Copy everything from the line containing "form [181, 112]." down to the end of the listing, swapping "street lamp" for "streetlight" and leaving everything else unchanged.

+++ Source data +++

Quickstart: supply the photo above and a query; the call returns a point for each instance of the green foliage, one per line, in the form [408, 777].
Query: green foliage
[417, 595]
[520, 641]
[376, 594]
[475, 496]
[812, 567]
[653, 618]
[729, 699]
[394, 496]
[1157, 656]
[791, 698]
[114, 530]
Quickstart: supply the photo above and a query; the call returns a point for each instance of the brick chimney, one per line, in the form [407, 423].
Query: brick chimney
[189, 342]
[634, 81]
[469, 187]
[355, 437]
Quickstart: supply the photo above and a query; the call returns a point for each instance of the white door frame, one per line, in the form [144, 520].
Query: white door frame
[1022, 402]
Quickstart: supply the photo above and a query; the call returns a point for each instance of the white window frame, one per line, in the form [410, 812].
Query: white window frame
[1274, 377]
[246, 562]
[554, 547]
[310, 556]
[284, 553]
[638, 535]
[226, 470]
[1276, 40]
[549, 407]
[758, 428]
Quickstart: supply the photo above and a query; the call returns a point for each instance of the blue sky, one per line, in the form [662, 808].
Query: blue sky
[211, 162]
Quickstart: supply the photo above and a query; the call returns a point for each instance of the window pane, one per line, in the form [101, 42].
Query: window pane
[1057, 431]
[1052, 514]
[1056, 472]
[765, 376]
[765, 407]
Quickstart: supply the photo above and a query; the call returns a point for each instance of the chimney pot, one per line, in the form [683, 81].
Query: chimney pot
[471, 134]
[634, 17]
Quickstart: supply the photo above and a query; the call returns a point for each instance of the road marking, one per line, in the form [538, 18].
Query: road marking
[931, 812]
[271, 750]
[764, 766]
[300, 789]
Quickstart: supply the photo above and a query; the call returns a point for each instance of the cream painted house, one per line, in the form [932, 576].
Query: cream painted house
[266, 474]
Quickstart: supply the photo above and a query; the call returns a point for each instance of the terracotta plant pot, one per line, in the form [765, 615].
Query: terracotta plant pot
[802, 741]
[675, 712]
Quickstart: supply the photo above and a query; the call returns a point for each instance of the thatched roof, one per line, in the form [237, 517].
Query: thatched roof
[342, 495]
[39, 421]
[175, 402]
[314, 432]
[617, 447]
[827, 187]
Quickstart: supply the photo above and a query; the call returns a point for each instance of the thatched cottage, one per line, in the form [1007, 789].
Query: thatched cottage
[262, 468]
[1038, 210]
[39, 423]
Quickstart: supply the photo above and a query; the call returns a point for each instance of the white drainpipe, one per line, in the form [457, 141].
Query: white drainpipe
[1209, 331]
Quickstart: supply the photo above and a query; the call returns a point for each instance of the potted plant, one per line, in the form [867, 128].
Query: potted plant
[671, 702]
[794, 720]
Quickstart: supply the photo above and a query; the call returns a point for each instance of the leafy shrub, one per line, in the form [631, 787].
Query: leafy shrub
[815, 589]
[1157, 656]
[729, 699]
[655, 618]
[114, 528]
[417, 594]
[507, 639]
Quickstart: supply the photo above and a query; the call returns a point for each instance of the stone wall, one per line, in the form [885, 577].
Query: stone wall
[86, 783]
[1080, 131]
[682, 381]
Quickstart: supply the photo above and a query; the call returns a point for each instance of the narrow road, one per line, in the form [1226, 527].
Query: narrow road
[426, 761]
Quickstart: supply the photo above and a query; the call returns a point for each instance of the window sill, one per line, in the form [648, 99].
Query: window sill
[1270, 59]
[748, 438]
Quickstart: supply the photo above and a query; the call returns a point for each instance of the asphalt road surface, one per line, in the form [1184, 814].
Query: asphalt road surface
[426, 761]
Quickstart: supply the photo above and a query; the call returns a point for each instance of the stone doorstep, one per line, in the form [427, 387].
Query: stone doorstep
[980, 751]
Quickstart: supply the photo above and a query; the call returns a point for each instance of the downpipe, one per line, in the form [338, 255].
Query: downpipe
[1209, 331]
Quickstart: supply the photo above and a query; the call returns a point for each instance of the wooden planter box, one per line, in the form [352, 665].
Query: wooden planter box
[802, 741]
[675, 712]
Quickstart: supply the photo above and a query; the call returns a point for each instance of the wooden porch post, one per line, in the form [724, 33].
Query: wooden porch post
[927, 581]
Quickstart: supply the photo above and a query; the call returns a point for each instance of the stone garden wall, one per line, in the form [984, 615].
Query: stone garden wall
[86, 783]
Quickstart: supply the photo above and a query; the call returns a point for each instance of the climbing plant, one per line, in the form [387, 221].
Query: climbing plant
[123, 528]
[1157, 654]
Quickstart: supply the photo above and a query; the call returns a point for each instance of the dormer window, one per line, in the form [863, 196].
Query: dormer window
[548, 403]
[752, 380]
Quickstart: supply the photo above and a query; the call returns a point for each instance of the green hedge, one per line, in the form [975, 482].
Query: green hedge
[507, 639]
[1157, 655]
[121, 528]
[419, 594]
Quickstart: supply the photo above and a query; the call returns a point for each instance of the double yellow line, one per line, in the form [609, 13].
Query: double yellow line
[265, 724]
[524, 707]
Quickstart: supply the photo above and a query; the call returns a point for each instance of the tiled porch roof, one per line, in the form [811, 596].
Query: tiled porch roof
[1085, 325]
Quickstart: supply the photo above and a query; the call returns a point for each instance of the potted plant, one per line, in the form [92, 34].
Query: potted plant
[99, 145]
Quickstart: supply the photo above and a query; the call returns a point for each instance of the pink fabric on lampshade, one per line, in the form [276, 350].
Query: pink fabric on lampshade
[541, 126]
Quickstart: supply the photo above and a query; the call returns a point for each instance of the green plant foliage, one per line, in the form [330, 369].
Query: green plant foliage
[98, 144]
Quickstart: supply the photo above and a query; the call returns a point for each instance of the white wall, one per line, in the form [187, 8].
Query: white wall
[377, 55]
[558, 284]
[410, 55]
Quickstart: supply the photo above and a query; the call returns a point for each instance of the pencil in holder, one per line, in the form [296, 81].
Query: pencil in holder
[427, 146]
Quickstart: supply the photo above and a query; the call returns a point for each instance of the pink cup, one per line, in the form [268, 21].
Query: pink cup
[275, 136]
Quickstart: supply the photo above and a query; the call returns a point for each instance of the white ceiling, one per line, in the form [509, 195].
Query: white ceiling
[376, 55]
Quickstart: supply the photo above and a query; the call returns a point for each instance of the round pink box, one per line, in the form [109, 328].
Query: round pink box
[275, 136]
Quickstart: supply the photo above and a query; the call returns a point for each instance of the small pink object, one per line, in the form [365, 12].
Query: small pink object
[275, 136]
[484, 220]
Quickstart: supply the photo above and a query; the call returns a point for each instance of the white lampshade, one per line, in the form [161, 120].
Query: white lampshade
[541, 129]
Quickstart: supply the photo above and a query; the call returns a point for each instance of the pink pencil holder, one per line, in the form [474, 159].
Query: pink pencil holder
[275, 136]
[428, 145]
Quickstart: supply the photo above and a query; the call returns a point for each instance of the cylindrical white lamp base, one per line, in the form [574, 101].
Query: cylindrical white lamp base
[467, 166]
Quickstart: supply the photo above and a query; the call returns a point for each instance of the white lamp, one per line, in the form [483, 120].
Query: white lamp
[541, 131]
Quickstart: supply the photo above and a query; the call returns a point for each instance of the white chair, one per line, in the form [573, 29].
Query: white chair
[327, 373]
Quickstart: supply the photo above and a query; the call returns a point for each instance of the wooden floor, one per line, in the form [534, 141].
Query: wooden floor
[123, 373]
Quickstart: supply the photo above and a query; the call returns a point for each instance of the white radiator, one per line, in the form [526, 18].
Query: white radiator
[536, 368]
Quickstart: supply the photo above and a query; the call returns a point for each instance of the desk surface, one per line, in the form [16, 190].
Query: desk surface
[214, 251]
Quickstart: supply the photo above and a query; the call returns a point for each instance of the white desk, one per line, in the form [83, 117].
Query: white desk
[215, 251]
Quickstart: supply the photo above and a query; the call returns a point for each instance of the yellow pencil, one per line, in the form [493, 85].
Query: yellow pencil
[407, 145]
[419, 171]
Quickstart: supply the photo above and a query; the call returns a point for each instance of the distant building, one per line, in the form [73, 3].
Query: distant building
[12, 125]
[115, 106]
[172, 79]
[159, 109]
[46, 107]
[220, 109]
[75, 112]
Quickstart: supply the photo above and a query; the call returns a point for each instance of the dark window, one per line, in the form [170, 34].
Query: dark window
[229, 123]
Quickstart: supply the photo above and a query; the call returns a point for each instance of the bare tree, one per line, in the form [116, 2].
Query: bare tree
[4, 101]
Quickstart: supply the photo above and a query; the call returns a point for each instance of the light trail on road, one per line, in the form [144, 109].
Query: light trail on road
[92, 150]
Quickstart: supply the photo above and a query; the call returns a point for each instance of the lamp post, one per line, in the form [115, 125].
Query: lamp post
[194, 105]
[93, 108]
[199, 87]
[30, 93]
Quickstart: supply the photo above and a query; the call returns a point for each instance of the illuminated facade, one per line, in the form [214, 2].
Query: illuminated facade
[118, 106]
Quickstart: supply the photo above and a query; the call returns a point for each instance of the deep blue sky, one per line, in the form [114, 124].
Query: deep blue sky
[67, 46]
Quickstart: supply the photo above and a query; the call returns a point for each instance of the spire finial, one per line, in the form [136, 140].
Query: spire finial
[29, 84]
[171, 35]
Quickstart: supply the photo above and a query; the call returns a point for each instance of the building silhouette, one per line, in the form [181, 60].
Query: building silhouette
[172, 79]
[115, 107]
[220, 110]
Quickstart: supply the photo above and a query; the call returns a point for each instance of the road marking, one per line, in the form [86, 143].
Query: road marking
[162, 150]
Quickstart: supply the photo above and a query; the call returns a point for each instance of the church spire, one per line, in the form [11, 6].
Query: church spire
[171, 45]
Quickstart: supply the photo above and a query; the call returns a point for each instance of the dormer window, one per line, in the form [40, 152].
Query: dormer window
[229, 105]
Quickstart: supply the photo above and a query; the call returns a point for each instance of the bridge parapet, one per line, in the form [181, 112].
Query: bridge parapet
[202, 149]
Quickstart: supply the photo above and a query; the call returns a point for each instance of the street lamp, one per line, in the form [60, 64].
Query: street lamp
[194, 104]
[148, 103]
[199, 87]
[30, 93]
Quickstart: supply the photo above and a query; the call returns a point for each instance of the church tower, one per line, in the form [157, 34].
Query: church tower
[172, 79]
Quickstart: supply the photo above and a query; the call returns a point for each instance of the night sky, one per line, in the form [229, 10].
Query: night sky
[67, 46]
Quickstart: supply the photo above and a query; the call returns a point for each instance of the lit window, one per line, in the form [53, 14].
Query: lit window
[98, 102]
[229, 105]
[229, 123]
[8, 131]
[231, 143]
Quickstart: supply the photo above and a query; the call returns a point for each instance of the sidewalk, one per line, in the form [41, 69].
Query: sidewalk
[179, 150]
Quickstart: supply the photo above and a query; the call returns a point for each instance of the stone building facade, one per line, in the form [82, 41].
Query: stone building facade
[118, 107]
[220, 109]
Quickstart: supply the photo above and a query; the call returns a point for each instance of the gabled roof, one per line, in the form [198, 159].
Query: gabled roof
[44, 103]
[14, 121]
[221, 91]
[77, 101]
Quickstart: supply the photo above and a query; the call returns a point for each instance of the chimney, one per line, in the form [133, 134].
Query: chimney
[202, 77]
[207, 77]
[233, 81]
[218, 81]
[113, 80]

+++

Exercise output -
Quickstart: supply the photo above and a query; the call returns a point for each instance of the bridge parapet, one per line, in the form [181, 112].
Query: bridge parapet
[202, 149]
Quickstart: supply the photo above and a query; the call returns a point for each instance of the streetlight, one per line, in the form [60, 64].
Query: streetlight
[194, 104]
[148, 103]
[199, 87]
[30, 93]
Quickstart: supply the photo above and a query; the call returns a point for each instance of the church tower, one per line, in the form [157, 34].
Query: church tower
[172, 79]
Quickstart: supply the photo above and a query; the call returns a point for each instance of the night sky, one per line, in the form [229, 10].
Query: night sky
[67, 46]
Quickstart: supply the photo above and a query; the call returns a point for each instance of the lit window, one per line, in the form [53, 14].
Query: lit window
[98, 102]
[229, 105]
[229, 123]
[8, 131]
[231, 143]
Quickstart: supply the photo above and a query; the call returns a point for each instance of the sidewalk, one per line, in the form [41, 69].
Query: sidewalk
[179, 150]
Quickstart: supply the photo above and a query; the call returns a point for each instance of the stone building facade, one per line, in the form [82, 41].
Query: stone building facade
[118, 107]
[220, 109]
Quickstart: supply the photo above and a query; the call returns a point for each instance of the gabled roof, one per line, in the form [198, 159].
Query: gabled roof
[44, 103]
[14, 121]
[221, 91]
[77, 101]
Quickstart: supply the photo above and a query; the call returns a point for each instance of the chimney, one per line, in the form [133, 134].
Query: chimney
[202, 77]
[207, 77]
[233, 81]
[218, 81]
[113, 80]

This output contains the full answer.